What is expected: Report only the number of lines in the entries below that hold the word "towel".

[Collected data]
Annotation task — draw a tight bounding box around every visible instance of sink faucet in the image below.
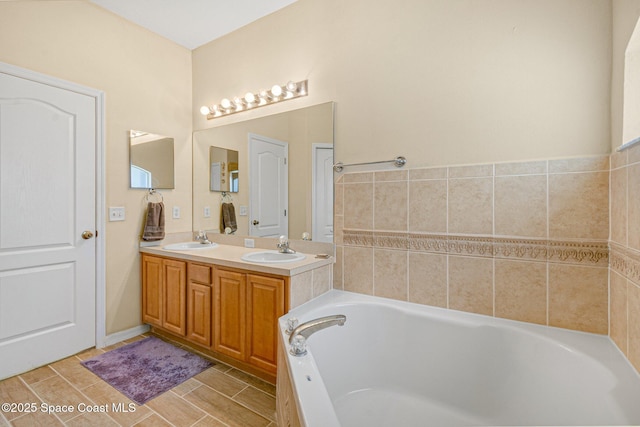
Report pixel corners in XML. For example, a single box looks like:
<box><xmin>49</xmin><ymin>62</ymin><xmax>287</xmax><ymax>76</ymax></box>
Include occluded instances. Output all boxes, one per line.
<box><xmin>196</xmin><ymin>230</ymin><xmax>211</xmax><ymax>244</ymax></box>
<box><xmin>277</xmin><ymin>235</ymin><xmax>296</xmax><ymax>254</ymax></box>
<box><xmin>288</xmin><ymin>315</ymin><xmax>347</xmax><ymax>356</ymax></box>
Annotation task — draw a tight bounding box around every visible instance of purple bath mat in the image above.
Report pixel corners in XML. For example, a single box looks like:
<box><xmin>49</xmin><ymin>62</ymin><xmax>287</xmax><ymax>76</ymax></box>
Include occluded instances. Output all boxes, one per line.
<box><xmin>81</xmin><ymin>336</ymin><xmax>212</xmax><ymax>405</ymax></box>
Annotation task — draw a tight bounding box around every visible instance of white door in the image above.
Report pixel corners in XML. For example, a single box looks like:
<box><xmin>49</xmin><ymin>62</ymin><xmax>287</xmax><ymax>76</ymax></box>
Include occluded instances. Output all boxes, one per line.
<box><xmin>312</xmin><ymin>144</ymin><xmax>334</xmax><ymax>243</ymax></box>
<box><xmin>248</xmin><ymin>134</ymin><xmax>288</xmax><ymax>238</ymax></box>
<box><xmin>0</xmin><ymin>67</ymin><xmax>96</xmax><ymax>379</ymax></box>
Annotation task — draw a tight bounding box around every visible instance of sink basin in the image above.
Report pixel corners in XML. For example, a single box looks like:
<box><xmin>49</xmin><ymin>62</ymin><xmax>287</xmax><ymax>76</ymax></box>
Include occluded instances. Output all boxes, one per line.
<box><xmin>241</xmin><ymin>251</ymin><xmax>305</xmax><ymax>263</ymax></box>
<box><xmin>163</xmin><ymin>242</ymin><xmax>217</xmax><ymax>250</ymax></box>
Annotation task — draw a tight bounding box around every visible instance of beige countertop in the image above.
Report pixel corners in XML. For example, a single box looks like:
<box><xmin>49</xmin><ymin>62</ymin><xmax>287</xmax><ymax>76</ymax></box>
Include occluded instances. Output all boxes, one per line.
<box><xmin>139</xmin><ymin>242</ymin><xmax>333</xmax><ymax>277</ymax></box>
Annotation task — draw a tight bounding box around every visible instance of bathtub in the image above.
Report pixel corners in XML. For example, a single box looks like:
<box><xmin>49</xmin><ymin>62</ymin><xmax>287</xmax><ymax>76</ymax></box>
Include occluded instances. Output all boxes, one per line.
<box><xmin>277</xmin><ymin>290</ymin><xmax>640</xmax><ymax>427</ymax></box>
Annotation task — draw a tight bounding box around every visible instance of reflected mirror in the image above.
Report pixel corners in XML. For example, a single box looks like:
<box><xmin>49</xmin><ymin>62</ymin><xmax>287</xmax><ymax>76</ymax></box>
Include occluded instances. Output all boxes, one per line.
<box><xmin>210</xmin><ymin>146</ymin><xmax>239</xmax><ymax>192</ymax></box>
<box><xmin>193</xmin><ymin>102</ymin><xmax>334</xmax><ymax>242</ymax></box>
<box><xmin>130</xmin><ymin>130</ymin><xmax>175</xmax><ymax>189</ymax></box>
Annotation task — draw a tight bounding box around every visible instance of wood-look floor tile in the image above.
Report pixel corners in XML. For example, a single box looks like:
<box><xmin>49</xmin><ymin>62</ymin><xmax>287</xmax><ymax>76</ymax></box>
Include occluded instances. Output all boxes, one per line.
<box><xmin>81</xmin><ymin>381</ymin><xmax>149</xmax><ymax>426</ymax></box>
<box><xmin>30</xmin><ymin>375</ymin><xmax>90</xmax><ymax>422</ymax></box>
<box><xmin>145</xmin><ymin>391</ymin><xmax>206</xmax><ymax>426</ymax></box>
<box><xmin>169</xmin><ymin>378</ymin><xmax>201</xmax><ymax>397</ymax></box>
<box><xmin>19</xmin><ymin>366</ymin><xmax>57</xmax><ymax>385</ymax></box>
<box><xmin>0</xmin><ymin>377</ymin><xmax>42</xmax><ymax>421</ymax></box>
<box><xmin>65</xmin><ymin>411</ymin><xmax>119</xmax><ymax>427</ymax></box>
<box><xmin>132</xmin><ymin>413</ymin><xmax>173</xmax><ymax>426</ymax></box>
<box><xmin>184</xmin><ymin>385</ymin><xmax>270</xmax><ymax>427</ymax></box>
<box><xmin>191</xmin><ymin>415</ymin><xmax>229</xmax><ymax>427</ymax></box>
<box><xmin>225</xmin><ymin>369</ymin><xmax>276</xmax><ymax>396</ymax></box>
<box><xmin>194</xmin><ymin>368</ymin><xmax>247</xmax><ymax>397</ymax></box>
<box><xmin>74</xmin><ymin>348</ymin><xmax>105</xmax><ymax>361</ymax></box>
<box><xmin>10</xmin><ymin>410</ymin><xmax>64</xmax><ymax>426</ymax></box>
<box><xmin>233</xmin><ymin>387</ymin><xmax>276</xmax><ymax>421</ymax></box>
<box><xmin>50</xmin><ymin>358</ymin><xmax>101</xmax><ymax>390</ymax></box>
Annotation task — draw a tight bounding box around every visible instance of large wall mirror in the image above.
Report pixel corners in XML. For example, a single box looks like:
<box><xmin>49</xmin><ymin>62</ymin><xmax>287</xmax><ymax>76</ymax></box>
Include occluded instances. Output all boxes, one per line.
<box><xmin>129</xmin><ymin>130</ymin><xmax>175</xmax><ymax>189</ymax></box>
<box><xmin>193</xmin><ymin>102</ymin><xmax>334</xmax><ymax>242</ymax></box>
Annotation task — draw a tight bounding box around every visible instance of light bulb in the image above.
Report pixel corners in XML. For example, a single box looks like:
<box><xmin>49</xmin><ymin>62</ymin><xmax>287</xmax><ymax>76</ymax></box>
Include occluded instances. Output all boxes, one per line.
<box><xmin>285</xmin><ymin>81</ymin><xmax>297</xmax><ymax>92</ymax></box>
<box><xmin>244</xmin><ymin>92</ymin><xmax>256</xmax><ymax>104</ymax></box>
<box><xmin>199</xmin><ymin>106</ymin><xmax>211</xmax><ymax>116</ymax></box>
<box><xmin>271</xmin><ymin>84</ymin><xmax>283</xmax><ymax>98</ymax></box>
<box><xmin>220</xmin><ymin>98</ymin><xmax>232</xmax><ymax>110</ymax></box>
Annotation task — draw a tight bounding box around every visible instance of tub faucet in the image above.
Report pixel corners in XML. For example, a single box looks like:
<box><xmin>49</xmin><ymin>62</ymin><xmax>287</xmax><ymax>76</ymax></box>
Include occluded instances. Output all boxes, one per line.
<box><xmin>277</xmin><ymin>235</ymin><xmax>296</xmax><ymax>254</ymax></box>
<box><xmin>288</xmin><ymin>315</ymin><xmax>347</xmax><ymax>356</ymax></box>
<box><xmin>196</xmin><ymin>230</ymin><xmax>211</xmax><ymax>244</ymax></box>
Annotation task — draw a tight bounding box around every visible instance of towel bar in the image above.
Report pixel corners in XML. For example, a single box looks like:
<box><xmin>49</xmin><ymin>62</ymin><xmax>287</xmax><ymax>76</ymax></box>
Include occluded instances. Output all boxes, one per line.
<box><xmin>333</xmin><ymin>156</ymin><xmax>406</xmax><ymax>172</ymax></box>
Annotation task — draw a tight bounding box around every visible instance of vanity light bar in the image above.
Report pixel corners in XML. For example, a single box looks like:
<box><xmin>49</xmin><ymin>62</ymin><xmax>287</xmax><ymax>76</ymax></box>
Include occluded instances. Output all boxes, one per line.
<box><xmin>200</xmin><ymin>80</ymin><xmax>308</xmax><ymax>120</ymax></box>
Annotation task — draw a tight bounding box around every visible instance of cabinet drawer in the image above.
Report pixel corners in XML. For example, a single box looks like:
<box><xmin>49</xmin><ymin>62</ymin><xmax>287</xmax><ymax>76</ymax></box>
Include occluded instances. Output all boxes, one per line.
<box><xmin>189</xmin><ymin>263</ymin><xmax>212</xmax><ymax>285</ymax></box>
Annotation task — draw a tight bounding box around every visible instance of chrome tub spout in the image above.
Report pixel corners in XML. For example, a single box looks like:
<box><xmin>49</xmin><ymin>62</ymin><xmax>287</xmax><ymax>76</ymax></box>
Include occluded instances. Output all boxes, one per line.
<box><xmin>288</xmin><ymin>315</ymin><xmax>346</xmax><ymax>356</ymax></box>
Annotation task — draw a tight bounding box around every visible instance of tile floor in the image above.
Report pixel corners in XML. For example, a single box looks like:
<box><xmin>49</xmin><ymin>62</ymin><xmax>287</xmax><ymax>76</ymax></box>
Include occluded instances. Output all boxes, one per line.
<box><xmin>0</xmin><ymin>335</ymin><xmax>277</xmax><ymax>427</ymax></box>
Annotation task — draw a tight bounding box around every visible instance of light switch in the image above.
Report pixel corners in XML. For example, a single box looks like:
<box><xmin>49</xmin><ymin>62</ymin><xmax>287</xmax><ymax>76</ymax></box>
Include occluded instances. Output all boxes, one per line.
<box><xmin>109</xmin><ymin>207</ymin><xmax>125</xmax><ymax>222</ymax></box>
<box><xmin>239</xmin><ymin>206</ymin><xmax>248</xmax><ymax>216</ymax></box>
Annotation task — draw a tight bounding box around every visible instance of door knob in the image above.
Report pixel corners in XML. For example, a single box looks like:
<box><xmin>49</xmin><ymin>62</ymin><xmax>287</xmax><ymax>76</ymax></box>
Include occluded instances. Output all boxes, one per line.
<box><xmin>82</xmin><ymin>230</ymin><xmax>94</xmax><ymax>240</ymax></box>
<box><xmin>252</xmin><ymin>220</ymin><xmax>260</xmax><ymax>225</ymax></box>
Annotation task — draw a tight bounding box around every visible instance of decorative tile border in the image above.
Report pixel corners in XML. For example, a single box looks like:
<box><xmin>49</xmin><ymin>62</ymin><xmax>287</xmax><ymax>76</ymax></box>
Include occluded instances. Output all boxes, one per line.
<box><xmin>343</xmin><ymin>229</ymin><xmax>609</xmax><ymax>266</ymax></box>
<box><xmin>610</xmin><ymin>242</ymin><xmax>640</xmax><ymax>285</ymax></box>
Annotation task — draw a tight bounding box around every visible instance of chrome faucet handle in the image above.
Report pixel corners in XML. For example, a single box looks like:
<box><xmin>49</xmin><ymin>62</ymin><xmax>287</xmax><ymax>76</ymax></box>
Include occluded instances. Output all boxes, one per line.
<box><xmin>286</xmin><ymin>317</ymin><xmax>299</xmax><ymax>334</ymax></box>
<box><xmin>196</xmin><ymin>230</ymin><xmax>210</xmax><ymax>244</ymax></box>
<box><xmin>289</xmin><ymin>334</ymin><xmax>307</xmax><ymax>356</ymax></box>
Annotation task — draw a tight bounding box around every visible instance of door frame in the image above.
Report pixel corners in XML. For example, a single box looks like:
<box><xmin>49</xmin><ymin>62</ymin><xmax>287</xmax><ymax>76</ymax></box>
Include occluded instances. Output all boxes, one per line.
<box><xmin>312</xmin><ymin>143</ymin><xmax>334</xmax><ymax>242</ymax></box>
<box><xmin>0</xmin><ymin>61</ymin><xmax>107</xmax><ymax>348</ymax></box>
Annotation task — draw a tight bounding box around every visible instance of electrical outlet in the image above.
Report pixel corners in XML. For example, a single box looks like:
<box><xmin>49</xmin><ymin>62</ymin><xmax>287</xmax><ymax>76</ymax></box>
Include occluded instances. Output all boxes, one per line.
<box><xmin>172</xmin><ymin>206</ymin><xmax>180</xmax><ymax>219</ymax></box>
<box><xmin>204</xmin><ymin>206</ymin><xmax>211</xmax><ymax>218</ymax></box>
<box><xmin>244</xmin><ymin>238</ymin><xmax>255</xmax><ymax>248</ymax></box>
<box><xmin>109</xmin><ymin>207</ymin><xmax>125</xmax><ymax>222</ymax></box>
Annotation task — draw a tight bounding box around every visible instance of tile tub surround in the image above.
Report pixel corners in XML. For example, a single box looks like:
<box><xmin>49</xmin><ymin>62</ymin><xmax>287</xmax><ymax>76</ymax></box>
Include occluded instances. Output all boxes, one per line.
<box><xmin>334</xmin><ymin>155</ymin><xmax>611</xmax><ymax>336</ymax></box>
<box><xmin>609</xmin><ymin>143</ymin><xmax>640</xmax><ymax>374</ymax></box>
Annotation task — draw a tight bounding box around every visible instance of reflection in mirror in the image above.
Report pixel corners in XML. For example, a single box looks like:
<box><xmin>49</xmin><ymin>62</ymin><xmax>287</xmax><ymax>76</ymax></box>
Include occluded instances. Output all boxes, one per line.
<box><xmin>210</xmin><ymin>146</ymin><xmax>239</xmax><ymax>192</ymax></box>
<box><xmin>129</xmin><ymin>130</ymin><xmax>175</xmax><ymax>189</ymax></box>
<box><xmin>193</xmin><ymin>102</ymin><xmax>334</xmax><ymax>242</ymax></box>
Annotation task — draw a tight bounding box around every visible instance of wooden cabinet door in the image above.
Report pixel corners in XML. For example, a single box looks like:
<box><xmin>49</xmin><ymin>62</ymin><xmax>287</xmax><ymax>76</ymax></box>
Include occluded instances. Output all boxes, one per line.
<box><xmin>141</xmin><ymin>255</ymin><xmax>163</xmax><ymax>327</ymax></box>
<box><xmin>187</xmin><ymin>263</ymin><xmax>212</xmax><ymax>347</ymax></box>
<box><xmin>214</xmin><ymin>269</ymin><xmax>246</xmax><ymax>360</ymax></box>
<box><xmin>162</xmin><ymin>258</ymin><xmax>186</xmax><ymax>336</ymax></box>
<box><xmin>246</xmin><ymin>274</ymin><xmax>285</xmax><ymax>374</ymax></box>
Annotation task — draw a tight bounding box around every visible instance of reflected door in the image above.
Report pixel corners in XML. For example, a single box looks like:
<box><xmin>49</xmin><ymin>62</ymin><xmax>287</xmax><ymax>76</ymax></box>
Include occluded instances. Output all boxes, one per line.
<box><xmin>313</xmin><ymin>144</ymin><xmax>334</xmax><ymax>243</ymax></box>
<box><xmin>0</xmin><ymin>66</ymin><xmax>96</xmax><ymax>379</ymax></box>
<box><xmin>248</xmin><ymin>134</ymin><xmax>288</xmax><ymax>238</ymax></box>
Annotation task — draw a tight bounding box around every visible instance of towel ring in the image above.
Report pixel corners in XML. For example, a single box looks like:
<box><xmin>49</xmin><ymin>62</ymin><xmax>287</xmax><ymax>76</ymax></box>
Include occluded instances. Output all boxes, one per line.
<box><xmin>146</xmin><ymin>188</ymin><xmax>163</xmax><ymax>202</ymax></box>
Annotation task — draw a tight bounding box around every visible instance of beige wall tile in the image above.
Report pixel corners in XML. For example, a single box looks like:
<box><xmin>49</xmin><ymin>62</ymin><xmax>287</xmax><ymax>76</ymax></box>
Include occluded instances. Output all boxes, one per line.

Completed task: 2